> _WHAT YOU HAVE TO DO_
Transcribe each entry so that it matches the original exactly.

** DATASET CONTENT follows **

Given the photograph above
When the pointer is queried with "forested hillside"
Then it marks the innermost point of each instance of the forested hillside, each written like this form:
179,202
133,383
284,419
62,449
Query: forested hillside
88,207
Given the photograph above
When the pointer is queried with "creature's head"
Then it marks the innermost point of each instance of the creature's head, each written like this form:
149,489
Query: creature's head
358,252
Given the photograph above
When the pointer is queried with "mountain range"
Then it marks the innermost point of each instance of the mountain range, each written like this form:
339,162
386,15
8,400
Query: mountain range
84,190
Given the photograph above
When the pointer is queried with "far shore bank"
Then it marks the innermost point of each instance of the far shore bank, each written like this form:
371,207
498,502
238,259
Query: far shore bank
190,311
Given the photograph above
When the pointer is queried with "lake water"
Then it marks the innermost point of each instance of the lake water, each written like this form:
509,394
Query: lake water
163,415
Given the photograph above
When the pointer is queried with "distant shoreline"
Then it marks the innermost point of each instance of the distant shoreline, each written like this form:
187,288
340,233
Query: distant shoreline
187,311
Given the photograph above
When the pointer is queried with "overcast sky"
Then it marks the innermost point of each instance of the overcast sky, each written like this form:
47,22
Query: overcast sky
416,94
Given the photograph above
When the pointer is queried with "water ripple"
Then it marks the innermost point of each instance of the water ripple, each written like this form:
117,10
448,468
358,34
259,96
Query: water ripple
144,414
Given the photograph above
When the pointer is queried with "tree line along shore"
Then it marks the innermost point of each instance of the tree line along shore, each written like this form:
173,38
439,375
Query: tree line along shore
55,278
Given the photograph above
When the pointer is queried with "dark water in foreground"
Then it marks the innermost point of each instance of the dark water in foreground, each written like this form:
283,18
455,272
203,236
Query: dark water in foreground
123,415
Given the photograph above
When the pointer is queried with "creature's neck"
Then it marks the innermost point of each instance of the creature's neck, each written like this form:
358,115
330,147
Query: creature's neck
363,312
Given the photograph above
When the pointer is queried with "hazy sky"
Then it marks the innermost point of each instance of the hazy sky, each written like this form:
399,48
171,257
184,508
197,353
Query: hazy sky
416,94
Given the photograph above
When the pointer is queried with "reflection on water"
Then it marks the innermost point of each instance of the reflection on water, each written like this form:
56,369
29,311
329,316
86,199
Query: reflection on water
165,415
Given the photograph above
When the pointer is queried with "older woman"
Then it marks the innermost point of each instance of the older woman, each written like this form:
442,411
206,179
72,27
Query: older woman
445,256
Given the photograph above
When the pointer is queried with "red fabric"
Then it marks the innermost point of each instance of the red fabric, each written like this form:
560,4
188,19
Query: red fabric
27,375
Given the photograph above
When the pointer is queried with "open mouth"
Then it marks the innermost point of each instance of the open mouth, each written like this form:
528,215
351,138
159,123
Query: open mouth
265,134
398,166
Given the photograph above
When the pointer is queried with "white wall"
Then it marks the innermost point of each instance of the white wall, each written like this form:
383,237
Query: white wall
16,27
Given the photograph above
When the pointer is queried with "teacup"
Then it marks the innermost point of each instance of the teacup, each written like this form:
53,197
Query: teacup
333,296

** End of DATASET CONTENT **

> _EXPECTED OUTPUT_
Given the photograph above
When the pointer is queried with "forested hillside"
Then it marks the innermost point of each instance of the forested hillside, each written like this form:
179,202
133,383
284,419
62,449
Query: forested hillside
88,207
Given the photograph above
When the pointer is queried with "creature's head"
Then it marks the innermost point of each instance of the creature's head, each written like this form:
149,489
Query: creature's head
358,252
Given the photograph above
When the pointer is queried with "mountain range"
Then it marks the innermost point of each instance of the mountain range, each written like this form:
339,162
386,15
8,400
Query: mountain range
84,190
Given the photograph above
When the pointer is queried with "far shore bank"
Then it marks the innermost point of each instance of the far shore bank, each written like this form:
371,207
498,502
238,259
Query: far shore bank
190,311
Given the photograph above
When the pointer is queried with "lake water"
Then it marks the innermost point of each instance of the lake water, each written like this form:
509,394
Query: lake water
163,415
Given the photograph above
When the pointer is queried with "distant shoreline"
Then it marks the innermost point of each instance of the distant shoreline, each written like this form:
187,288
340,233
Query: distant shoreline
187,311
Given the photograph above
When the pointer is queried with "overcast sky"
Then it marks the innermost point of each instance of the overcast sky, each written like this form:
47,22
Query: overcast sky
416,94
Given the photograph above
When the pointer is queried with "water ripple"
Then it marks the innermost point of each instance of the water ripple, each written like this form:
117,10
448,468
358,34
259,96
Query: water ripple
144,414
Given the photograph above
When the pointer is queried with "tree line along shore"
Then it marks the innermost point of each instance of the tree line along shore, each written like this form:
173,38
439,375
Query: tree line along shore
55,278
Given the photograph above
When the pointer is queried with "dark water in foreground"
Then it marks the innermost point of each instance of the dark water in foreground, each written like this form:
283,18
455,272
203,236
Query: dark water in foreground
123,415
Given the photograph above
When the pointer is queried with "creature's neck"
Then it marks the innermost point of each instance of the creature's neck, each written like this form:
358,115
330,147
Query: creature's neck
363,312
Given the photograph above
When the pointer is queried with "hazy sky"
Then it marks the innermost point of each instance of the hazy sky, each written like this form:
399,48
171,257
184,508
197,353
Query: hazy sky
416,94
Given the photograph above
When the pointer is queried with "reflection on water"
Then it marks the innermost point of each instance of the reflection on water, each written like this form:
56,369
29,311
329,316
86,199
Query: reflection on water
165,415
Given the photograph above
When the pointer is queried with "older woman"
Then it marks the innermost point of each instance of the older woman, each written like this form:
442,411
206,179
72,27
Query: older woman
445,256
Given the photograph above
When the pointer is queried with "red fabric"
Then it marks the innermost point of each instance of the red fabric, each written like this form:
560,4
188,19
Query: red fabric
27,375
Given the photograph above
When the pointer is queried with "open mouth"
Then it marks the innermost point of each instance of the open mouth, each written like this form:
528,215
351,138
159,123
Query: open mouth
265,134
398,166
Given the photograph above
When the pointer is queried with "white wall"
Then it marks the innermost point of each instance of the white wall, each written like this form:
383,237
Query: white wall
16,27
Given the photograph above
When the pointer is queried with "teacup"
Then it marks the innermost point of each instance of the teacup, each written like this form:
53,197
Query: teacup
333,296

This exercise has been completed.